▸ Instructions for the task
Copy out the listing below, putting "khaki shorts" wherever "white shorts" appears and leaving every other part untouched.

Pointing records
BEGIN
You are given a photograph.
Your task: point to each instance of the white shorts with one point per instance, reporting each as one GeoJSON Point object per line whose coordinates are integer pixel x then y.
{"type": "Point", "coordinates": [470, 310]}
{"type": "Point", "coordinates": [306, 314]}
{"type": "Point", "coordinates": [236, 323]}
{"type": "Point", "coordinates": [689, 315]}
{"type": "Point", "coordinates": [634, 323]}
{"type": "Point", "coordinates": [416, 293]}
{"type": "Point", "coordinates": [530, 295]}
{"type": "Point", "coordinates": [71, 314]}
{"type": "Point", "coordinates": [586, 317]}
END
▸ Full response
You are given a photograph.
Your task: point to each instance of the khaki shorts with one point per instance, reporting each as one GeoJSON Point object per line whose coordinates are integer pixel x then y.
{"type": "Point", "coordinates": [470, 310]}
{"type": "Point", "coordinates": [306, 314]}
{"type": "Point", "coordinates": [236, 323]}
{"type": "Point", "coordinates": [689, 315]}
{"type": "Point", "coordinates": [634, 323]}
{"type": "Point", "coordinates": [416, 293]}
{"type": "Point", "coordinates": [530, 295]}
{"type": "Point", "coordinates": [71, 314]}
{"type": "Point", "coordinates": [586, 317]}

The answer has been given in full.